**Written task:** Reproduce every line of the rows below, requests included, but shift each coordinate in the path outlines by adding 98. Leave the pictures out.

--- Data provided ---

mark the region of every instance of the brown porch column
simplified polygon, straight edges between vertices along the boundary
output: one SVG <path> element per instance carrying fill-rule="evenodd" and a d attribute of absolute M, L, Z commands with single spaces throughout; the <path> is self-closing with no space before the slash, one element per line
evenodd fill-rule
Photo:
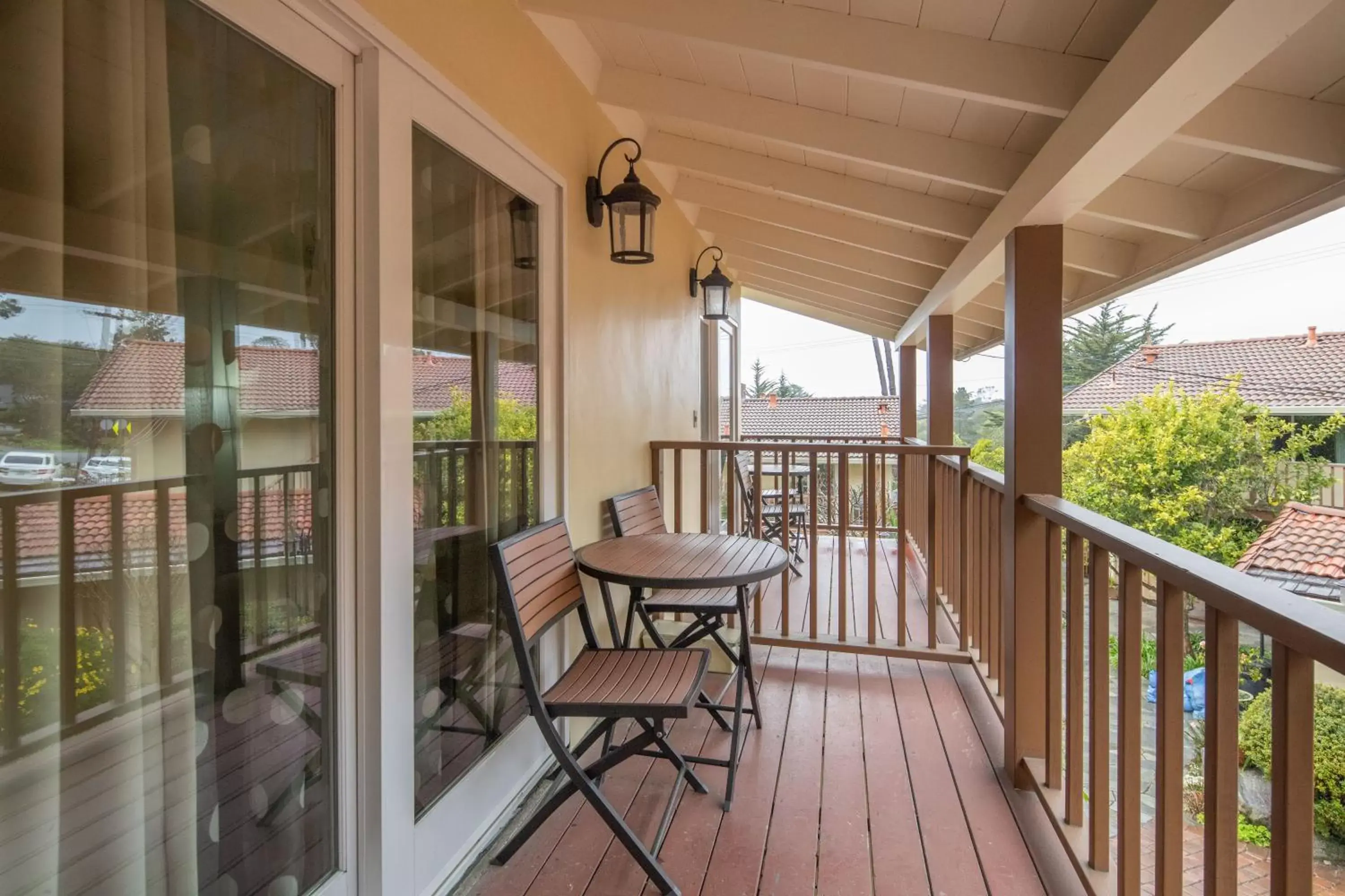
<path fill-rule="evenodd" d="M 952 445 L 952 314 L 932 314 L 925 333 L 929 445 Z"/>
<path fill-rule="evenodd" d="M 902 345 L 897 353 L 897 396 L 901 402 L 897 426 L 904 439 L 916 437 L 916 410 L 920 396 L 916 395 L 916 347 Z"/>
<path fill-rule="evenodd" d="M 1005 768 L 1046 755 L 1046 523 L 1024 494 L 1060 494 L 1060 224 L 1005 240 Z"/>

---

**Answer to the problem:**
mark the region of every instance of the brown porch column
simplified polygon, straight edges between vertices along the boundary
output: one SVG <path> element per instance carrying fill-rule="evenodd" and a d attribute of absolute M, L, Z commands with single spaces throughout; the <path> is self-closing with no space before the slash, one element per line
evenodd fill-rule
Photo:
<path fill-rule="evenodd" d="M 1050 543 L 1050 412 L 1030 412 L 1023 431 L 1027 543 Z"/>
<path fill-rule="evenodd" d="M 1000 443 L 995 451 L 995 494 L 999 500 L 995 524 L 1002 537 L 1014 535 L 1014 508 L 1018 494 L 1014 493 L 1014 445 Z"/>
<path fill-rule="evenodd" d="M 1103 866 L 1144 853 L 1144 621 L 1122 592 L 1158 592 L 1158 322 L 1103 338 Z"/>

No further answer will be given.